-- What this task involves --
Please return each of the entries exactly, minus their pictures.

-- Working data --

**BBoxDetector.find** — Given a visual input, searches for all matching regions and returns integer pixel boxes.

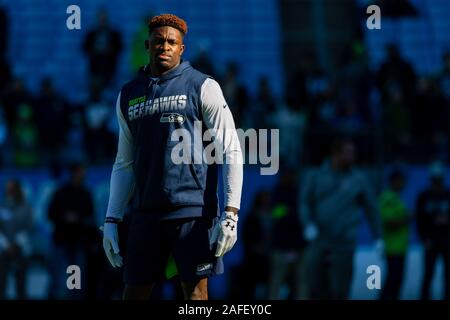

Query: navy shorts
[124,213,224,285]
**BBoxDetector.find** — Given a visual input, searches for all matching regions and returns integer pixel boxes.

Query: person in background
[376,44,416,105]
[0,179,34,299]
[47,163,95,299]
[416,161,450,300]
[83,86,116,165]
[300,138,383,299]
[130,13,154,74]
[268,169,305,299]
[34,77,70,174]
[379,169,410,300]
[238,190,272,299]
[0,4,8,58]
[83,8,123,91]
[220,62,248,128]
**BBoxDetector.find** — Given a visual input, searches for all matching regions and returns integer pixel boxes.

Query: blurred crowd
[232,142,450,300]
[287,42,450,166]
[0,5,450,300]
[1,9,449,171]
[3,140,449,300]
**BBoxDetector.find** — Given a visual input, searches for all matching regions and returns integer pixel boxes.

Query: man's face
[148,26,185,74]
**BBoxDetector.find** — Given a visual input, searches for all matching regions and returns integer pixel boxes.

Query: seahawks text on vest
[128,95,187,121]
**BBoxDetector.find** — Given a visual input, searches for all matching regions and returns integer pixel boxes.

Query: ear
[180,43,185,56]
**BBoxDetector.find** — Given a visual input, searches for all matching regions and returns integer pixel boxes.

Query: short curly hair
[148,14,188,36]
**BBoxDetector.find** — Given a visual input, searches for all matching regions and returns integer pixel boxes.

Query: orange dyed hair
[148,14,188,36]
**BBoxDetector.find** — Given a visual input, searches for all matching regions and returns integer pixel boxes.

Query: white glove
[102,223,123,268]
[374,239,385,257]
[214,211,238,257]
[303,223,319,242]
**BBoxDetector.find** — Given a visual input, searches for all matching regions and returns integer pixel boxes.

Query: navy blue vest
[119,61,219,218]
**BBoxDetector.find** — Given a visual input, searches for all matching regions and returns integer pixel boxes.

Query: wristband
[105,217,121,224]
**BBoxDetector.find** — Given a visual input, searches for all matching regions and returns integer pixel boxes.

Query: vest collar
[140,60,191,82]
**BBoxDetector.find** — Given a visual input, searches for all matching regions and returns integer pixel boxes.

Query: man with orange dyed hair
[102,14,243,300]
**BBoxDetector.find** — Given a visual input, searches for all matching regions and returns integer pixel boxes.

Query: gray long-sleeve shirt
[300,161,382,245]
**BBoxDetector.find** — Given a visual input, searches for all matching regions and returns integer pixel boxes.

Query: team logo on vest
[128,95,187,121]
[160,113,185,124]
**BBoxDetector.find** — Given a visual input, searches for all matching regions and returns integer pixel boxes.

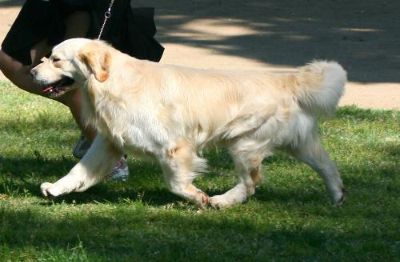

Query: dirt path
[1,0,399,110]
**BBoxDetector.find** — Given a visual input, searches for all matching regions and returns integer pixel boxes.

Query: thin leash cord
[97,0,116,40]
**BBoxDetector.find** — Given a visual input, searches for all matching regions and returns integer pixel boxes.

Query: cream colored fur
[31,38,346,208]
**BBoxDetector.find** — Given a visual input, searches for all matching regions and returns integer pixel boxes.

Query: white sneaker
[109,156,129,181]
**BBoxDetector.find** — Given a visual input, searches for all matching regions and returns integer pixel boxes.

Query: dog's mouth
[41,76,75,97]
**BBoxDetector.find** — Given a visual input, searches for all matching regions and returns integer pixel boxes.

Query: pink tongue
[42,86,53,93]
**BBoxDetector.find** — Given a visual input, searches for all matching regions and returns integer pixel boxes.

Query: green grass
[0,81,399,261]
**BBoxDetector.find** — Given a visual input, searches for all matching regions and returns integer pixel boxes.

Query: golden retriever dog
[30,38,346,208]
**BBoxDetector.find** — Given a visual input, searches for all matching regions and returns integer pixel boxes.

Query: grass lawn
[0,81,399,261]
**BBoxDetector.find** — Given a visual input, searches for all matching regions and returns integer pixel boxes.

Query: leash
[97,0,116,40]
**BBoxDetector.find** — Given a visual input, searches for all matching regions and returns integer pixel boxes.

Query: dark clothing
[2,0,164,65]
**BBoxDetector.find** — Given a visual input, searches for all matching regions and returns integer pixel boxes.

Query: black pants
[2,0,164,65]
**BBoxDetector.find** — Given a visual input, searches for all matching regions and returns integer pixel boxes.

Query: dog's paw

-- Expected answer --
**BBoxDetector.find** — Given a visual input, searches for all matching regions and returns integer pixel boxes.


Query: navy shorts
[124,213,224,285]
**BBoxDetector.find** — Given a visual input, searches for all matching regions and returns integer pixel boxes.

Query: person in background
[376,44,416,105]
[0,179,34,299]
[47,163,95,299]
[416,161,450,300]
[83,86,116,165]
[300,138,383,299]
[130,13,154,74]
[268,169,305,299]
[34,77,70,174]
[379,169,410,300]
[238,190,272,299]
[0,4,8,58]
[83,8,123,91]
[220,62,248,128]
**BBoxDetector.find** — Given a visual input, searches for all matching regions and returns integer pixel boxes.

Query: blurred crowd
[232,142,450,300]
[287,42,450,166]
[0,5,450,300]
[1,9,449,171]
[3,140,449,300]
**BBoxDetector.find** — Given a visual input, searches for all matching regions and returns integer pixel boxes.

Query: man's face
[148,26,185,74]
**BBoxDetector.find** — Given a visual input, searches for all matching regions and returns integer pixel boxes.

Query: seahawks text on vest
[128,95,187,121]
**BBoxDetector.find** — Given a visual input, searches for all matching regions and returns integer pixel boxes.

Query: ear
[180,43,185,56]
**BBoxDetector.find** — Given a visual input, searches for all matching regions and returns integer pixel boxes.

Query: short curly hair
[148,14,188,36]
**BBoxDetector.find** — Given a visual input, searches for all matching regions and returns integer pixel boxes.

Query: orange dyed hair
[148,14,188,36]
**BBoxDetector.find** — Given a visual input, searches for all matching regions and returns integer pixel boxes.

Query: white glove
[102,223,123,268]
[374,239,385,257]
[214,211,238,257]
[303,223,319,242]
**BBoxDetector.find** — Given a visual input, searches for all matching regions and returns integer pixel boxes.

Query: navy blue vest
[119,61,219,218]
**BBoxDetector.find** — Given a visual input, searches for all matching regions and returns integer pixel boxes.

Query: wristband
[105,217,121,224]
**BBoxDetector.find** — Given a visual input, searches for all matching regions and returns integer pixel boxes.

Query: vest collar
[140,60,191,82]
**BBoxDetector.find** — Given a visual input, searches for all matching regions and returns integer pixel boxes.

Query: man with orange dyed hair
[102,14,243,300]
**BBoxDetector.find** — Given a visual input, searches for all matching regions and returns integer pixel boxes.

Query: gray long-sleeve shirt
[300,161,382,245]
**BBoxDetector.find** — Given a visual input, searches for all matching regions and returns integer pixel boxes.

Query: team logo on vest
[128,95,187,121]
[160,113,185,124]
**BBoxDetector.find** — Given a visual input, searches for all matching regions and returns integer pixel boxes.


Query: dirt path
[1,0,399,110]
**BBoxDetector.find** — Given a visual input, searches for all matching regions and returns integer pixel boxes.

Query: thin leash cord
[97,0,116,40]
**BBoxDetector.find** — Given a visual input, searches for all matching regions and returns integer pixel boxes.

Query: cream colored fur
[31,38,346,208]
**BBoxDetector.find** — Given a visual input, searches for all matching regions and returns integer pixel boxes.

Query: white sneaker
[109,156,129,181]
**BBoxDetector.find** — Given a visual input, searches for all matching regions and returns integer pixel boxes.

Query: dog's mouth
[41,76,75,97]
**BBoxDetector.find** — Given a visual input, searches for all matching regions and returns integer pixel boxes.

Query: pink tongue
[42,86,53,93]
**BBoxDetector.find** — Given a visual input, searches for all matching regions and returns integer pixel boxes.

Query: green grass
[0,81,399,261]
**BBoxDetector.find** — Given a visual input, searches for all matching regions and returns integer pixel boxes.

Query: golden retriever dog
[30,38,346,208]
**BBoxDetector.find** — Given a visual input, searches for all matching regions and returns integer pixel boxes.

Query: grass lawn
[0,81,399,261]
**BBoxDetector.find** — Given a visual input, searches for all matching regions and returns integer pixel boxes.

Query: leash
[97,0,116,40]
**BBoxDetector.find** — Given a visual input, searches for all matching regions and returns integer pixel boxes.

Query: dark clothing
[2,0,164,65]
**BBoxDetector.find** — Given a visual input, searches for all matching regions and returns integer pixel boxes.

Query: black pants
[2,0,164,65]
**BBoxDetector.find** — Given a visual input, searches for all matching regions and returns integer pixel boxes.

Query: dog's paw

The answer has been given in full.